• [WORK TO DO]:
Rescale the material starting at the line containing "Each returned point MUST lie on the matching drawer" and ending at the line containing "[[24, 371], [98, 198], [382, 71], [157, 69], [421, 406]]", and write out every line in that range, requests included. Multiply each coordinate in the answers by 1.05 and round it to the nearest whole number, with halves going up.

• [ITEMS]:
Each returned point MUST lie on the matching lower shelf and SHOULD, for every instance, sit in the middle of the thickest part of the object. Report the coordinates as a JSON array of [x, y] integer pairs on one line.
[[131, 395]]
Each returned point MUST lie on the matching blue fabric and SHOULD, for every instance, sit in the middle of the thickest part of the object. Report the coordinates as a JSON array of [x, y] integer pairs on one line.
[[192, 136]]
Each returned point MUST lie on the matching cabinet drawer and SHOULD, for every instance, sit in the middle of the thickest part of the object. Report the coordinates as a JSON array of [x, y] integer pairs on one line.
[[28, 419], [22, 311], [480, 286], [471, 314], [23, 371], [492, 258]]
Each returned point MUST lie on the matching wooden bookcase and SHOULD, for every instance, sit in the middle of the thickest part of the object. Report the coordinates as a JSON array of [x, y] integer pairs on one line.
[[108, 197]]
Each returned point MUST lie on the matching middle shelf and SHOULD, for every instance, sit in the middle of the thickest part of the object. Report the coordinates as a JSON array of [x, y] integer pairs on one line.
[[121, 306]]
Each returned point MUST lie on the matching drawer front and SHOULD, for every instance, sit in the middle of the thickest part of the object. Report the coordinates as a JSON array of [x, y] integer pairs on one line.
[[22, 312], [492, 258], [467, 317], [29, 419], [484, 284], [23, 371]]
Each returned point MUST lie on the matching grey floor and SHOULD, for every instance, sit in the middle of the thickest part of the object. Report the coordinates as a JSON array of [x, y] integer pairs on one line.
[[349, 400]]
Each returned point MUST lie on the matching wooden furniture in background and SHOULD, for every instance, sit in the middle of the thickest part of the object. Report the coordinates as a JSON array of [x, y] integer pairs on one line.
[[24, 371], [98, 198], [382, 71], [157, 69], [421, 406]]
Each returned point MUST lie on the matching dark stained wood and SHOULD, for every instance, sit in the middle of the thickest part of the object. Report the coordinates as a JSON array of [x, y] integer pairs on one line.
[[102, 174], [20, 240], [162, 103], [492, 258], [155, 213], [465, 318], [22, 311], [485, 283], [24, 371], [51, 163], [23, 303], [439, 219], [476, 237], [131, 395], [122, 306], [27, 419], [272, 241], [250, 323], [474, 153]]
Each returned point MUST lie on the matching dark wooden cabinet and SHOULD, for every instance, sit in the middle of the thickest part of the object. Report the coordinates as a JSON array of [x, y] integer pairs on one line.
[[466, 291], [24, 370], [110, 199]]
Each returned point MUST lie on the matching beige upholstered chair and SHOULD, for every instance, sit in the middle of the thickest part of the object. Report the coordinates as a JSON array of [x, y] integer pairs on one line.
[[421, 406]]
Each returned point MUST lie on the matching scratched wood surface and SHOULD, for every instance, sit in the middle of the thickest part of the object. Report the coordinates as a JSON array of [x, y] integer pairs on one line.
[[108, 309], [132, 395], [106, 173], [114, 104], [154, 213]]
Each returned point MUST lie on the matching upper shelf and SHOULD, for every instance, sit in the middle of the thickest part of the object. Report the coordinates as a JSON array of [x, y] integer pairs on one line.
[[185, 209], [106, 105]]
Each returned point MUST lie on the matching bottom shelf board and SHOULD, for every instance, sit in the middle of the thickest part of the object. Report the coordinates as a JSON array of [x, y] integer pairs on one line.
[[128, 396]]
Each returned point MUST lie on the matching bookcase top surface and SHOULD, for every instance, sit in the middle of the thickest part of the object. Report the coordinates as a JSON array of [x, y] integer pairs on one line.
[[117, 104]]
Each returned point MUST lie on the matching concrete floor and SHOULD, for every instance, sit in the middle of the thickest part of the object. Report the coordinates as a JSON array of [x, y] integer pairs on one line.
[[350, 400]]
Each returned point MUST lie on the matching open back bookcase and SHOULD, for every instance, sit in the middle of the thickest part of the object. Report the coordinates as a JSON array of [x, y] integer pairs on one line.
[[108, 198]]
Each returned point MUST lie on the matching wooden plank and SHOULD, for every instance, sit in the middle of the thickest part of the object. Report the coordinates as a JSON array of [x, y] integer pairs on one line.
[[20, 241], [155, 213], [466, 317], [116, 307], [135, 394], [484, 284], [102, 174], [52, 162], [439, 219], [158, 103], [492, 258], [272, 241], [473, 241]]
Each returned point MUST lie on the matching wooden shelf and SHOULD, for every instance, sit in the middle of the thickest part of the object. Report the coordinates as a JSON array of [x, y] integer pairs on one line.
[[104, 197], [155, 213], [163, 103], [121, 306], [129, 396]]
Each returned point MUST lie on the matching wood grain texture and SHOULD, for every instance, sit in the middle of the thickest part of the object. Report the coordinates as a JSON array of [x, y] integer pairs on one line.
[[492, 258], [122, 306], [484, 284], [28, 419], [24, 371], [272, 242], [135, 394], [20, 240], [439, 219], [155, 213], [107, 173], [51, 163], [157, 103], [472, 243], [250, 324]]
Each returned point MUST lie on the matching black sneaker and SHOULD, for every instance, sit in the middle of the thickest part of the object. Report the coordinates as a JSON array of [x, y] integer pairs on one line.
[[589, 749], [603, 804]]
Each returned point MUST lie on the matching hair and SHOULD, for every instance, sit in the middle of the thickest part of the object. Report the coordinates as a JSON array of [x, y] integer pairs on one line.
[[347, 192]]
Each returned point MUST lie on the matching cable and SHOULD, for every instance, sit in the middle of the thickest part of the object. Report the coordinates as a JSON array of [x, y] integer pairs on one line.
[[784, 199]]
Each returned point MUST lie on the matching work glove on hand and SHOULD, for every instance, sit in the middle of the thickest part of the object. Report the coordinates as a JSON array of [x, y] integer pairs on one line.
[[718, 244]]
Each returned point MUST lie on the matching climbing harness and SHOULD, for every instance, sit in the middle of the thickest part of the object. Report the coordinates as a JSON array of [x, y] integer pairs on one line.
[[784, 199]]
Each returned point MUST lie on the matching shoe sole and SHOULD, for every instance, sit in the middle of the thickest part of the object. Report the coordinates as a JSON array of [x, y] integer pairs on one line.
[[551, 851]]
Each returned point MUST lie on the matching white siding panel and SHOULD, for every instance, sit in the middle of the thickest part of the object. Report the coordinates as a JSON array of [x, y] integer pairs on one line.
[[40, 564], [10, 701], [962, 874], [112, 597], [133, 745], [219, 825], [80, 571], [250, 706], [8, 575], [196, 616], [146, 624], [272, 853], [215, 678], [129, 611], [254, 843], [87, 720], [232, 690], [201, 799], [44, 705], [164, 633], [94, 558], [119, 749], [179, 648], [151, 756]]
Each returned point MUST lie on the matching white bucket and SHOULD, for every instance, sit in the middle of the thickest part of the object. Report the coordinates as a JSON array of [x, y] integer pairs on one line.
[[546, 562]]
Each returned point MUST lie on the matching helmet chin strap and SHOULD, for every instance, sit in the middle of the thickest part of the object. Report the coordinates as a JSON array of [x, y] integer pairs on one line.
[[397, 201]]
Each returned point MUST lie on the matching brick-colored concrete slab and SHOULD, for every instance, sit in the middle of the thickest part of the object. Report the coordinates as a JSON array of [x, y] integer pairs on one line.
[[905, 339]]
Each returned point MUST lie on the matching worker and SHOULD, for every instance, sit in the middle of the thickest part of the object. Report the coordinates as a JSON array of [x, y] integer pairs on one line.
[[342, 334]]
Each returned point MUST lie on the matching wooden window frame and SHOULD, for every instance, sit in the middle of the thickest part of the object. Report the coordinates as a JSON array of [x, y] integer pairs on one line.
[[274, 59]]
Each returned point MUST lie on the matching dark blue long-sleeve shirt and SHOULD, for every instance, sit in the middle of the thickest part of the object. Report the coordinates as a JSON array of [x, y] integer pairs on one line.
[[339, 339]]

• [EXERCISE OUTPUT]:
Each returned point MUST lie on the matching drawer front and SHOULD, for every instance, sit in the middle of the thickest part of the object. Report the coordinates as a JSON array of [x, y] integer pairs on one line.
[[23, 328], [517, 271], [490, 333], [30, 440], [508, 298], [24, 390]]
Each returned point MUST lie on the matching grey floor and SHOULD, for every instance, sit in the middle of the thickest part of the object. Report the coordinates as a JSON array of [x, y] integer pairs on one line.
[[366, 420]]
Each returned point MUST lie on the matching wooden furniture in background and SHOULD, for every instance, sit in the middle of the thickest part of the object. Report the coordinates as a JSON array of [x, y] integer pairs on one line.
[[25, 390], [103, 208], [401, 75], [165, 72], [442, 426]]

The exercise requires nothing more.